> **Working data**
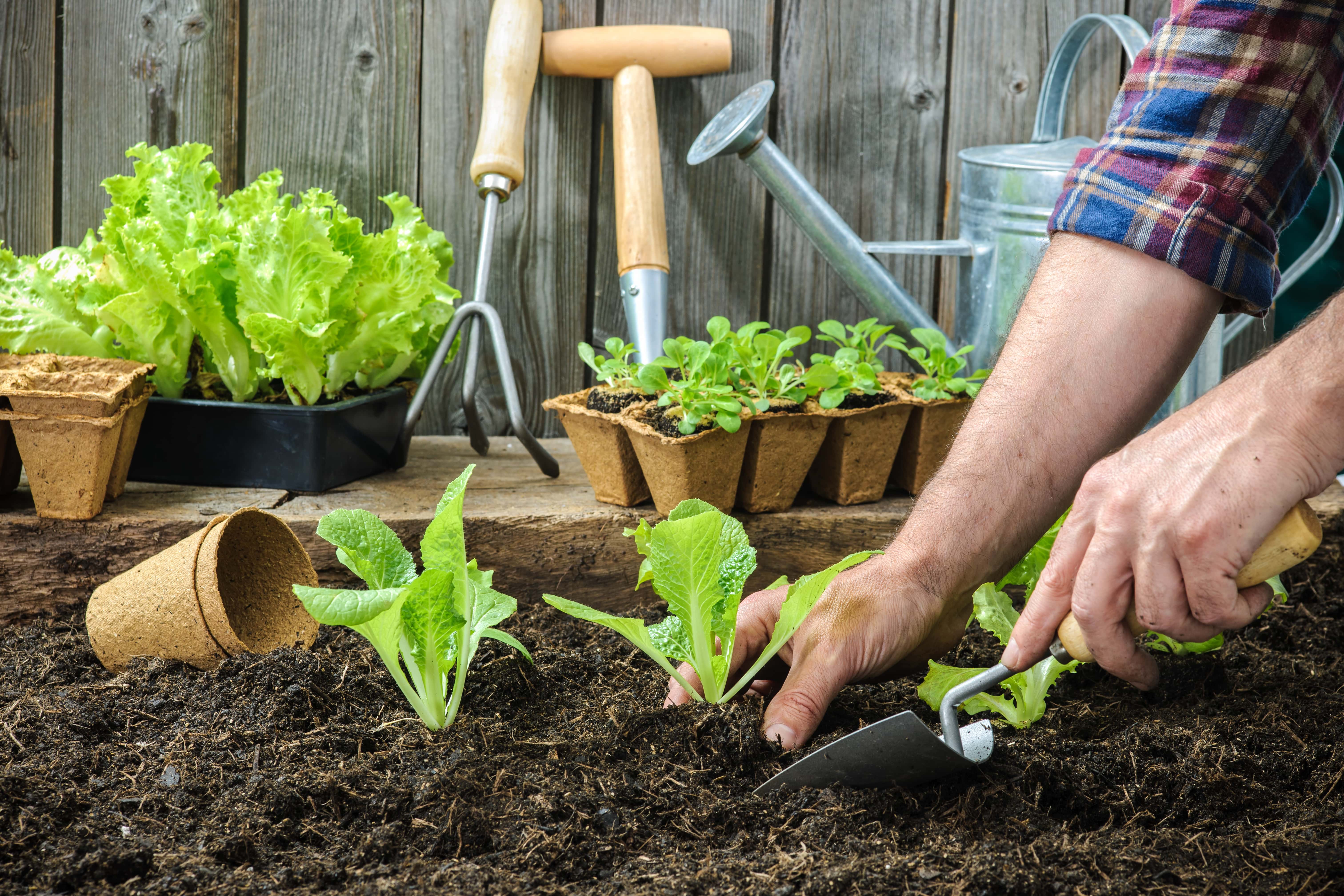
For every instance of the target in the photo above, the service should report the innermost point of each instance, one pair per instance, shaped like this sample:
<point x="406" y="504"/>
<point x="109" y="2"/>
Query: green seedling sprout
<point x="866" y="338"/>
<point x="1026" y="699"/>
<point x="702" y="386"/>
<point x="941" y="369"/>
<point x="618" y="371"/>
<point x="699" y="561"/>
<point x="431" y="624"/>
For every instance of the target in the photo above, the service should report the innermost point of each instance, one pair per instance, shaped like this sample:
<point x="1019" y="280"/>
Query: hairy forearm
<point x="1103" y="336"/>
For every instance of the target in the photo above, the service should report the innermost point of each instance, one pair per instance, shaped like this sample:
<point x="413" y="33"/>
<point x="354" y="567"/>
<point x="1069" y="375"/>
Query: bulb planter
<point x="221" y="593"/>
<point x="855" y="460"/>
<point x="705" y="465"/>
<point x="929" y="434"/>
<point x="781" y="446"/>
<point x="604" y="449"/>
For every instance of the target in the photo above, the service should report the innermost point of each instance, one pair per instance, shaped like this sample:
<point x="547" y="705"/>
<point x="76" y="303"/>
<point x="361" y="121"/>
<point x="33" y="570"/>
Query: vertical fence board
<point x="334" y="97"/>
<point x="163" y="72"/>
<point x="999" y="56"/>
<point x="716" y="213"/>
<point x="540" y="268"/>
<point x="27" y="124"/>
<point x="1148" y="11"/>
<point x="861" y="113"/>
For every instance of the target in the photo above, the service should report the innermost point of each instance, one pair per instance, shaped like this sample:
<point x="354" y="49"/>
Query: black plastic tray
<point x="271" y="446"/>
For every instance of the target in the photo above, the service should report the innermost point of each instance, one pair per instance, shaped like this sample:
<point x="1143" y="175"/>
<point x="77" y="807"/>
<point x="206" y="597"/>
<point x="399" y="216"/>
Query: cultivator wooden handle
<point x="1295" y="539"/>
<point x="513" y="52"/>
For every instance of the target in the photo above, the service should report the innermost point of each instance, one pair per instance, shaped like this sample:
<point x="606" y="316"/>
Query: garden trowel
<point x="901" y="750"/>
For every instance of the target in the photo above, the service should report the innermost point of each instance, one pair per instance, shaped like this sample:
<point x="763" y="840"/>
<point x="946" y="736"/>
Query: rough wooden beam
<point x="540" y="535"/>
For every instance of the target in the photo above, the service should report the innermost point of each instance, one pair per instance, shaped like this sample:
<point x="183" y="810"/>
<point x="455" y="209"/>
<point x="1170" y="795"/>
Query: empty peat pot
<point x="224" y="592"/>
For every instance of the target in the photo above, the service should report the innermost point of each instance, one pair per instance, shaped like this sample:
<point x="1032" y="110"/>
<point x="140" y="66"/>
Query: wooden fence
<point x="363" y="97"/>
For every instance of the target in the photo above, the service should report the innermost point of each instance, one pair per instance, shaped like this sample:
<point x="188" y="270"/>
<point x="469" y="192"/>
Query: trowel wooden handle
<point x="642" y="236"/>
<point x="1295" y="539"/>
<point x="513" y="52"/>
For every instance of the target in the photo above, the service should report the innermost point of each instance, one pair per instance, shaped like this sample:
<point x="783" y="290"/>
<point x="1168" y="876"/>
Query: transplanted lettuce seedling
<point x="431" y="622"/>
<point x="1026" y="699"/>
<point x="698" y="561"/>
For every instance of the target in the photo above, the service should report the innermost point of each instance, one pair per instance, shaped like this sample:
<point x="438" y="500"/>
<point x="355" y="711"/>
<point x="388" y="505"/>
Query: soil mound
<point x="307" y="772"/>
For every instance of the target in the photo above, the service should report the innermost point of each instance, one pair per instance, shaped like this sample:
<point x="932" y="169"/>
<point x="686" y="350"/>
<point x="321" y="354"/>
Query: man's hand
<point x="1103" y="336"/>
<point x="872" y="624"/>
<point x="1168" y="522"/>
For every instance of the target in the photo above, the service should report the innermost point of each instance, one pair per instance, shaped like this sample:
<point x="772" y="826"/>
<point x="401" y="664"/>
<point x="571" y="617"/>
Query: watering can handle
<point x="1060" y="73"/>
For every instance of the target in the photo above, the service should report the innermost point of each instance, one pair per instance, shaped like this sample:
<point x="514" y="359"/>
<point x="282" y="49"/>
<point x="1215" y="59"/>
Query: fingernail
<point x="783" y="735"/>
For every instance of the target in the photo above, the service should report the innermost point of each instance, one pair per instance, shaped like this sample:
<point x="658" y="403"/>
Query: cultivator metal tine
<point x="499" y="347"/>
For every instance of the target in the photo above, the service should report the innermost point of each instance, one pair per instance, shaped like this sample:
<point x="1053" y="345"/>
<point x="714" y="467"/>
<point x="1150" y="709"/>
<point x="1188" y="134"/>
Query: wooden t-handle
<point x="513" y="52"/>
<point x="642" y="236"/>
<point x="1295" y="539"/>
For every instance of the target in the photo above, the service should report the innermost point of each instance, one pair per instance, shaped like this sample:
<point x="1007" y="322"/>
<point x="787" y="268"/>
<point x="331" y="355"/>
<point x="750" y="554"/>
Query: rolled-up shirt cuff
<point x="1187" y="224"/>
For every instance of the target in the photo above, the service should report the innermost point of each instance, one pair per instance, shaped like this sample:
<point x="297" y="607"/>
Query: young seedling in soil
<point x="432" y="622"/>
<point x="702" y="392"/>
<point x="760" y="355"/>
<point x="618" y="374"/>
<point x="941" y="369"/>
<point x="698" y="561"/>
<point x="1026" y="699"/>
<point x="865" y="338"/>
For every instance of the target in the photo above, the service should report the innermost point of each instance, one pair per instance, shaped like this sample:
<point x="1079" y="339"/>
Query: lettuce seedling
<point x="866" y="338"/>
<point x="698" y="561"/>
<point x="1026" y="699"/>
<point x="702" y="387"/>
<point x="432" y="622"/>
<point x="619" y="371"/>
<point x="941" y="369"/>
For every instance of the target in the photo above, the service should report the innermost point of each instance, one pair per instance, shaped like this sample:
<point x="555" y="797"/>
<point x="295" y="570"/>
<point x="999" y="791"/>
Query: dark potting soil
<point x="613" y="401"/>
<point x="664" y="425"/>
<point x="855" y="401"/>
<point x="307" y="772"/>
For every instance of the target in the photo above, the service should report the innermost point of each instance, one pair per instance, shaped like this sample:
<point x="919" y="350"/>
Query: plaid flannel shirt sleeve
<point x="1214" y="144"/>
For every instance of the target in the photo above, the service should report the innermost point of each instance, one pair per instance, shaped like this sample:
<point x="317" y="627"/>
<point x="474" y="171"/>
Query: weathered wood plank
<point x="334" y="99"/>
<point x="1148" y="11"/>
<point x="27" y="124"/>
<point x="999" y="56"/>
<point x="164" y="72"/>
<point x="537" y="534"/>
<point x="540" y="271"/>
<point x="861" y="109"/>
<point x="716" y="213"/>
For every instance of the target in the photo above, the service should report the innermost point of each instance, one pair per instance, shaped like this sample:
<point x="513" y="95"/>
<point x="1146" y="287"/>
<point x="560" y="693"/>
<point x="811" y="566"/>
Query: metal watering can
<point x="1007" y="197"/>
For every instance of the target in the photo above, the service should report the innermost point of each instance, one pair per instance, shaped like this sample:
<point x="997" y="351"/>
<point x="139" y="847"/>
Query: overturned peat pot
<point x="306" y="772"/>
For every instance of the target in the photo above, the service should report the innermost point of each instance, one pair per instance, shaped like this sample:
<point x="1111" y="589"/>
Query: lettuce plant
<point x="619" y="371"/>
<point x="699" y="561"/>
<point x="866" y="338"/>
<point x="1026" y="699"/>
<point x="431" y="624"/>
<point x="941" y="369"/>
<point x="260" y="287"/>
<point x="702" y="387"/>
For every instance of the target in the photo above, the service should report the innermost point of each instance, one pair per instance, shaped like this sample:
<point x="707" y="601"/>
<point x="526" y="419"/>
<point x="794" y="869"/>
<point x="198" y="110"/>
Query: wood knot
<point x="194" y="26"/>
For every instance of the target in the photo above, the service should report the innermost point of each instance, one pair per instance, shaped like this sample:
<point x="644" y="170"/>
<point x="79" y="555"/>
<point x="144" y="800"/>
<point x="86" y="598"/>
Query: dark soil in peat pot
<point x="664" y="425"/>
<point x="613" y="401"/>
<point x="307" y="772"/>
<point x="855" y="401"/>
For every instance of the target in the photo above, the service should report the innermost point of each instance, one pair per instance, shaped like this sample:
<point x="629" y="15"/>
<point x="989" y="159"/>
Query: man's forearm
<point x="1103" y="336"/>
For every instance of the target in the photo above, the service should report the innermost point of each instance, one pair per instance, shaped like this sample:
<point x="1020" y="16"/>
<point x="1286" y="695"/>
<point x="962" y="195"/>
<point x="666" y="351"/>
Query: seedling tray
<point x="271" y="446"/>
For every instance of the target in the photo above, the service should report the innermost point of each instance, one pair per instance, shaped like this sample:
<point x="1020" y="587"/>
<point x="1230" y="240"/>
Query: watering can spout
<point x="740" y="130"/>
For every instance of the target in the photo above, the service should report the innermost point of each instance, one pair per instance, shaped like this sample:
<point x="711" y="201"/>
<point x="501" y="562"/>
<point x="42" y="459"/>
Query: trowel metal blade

> **The problem**
All lines from the one with "Query: watering can spout" through the final line of the listing above are to be restated word for word; the lines before it are left out.

> **Result of this task**
Query: watering can spout
<point x="740" y="130"/>
For every instance of the target in the photo above, the service should report the innermost point of each instance, one pair per instance, shaped like this sample:
<point x="711" y="201"/>
<point x="501" y="562"/>
<point x="42" y="459"/>
Query: trowel metal blade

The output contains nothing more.